-- Start of Dataset content --

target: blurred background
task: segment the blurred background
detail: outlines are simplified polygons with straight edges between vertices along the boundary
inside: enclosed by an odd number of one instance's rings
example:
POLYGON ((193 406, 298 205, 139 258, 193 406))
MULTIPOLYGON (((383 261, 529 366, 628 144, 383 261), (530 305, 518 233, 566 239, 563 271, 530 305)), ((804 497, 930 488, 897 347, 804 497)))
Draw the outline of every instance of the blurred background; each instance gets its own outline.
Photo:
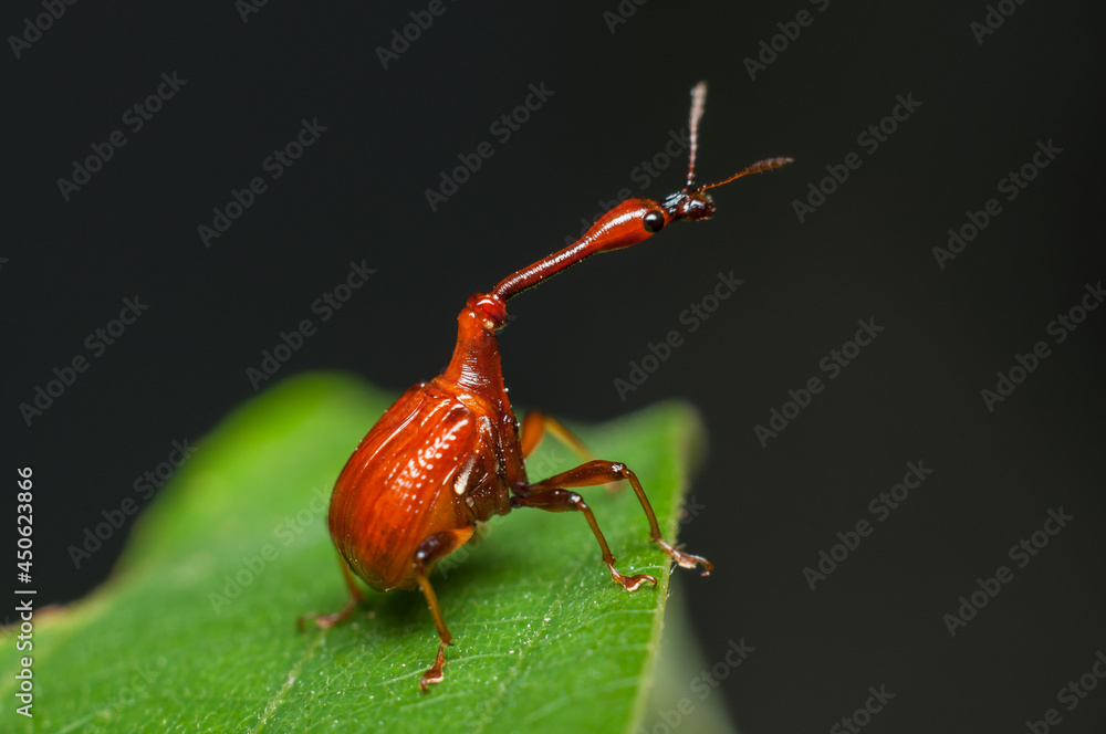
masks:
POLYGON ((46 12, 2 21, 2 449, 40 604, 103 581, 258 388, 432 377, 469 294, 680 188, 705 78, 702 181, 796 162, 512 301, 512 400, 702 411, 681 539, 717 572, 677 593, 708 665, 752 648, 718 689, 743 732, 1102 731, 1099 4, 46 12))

-- End of Dataset content --

_Task directions_:
Render every line of the records above as a Markdown table with the columns "No." and "Line", skipping blank lines and leaving out the pictures.

_Solution to the exercise_:
| No. | Line |
|---|---|
| 1 | target: blurred background |
| 2 | task: segment the blurred background |
| 3 | detail: outlines are simplified polygons with straight edges between vertices along the boundary |
| 4 | inside: enclosed by an odd number of one instance's rings |
| 5 | example: |
| 6 | POLYGON ((193 406, 298 205, 139 258, 193 406)) |
| 7 | MULTIPOLYGON (((383 261, 529 366, 628 144, 383 261), (530 305, 518 233, 566 239, 563 271, 530 305)), ((804 497, 930 488, 897 347, 804 497))) |
| 8 | Draw the outline of every instance of the blurred background; each instance gets its own outline. |
| 9 | Photo: |
| 10 | masks: |
| 11 | POLYGON ((46 12, 2 21, 2 449, 40 604, 103 581, 258 388, 432 377, 469 294, 680 188, 705 78, 702 181, 796 162, 512 301, 512 400, 702 411, 681 539, 717 572, 677 593, 708 665, 752 648, 718 689, 743 732, 1102 731, 1099 4, 46 12)) |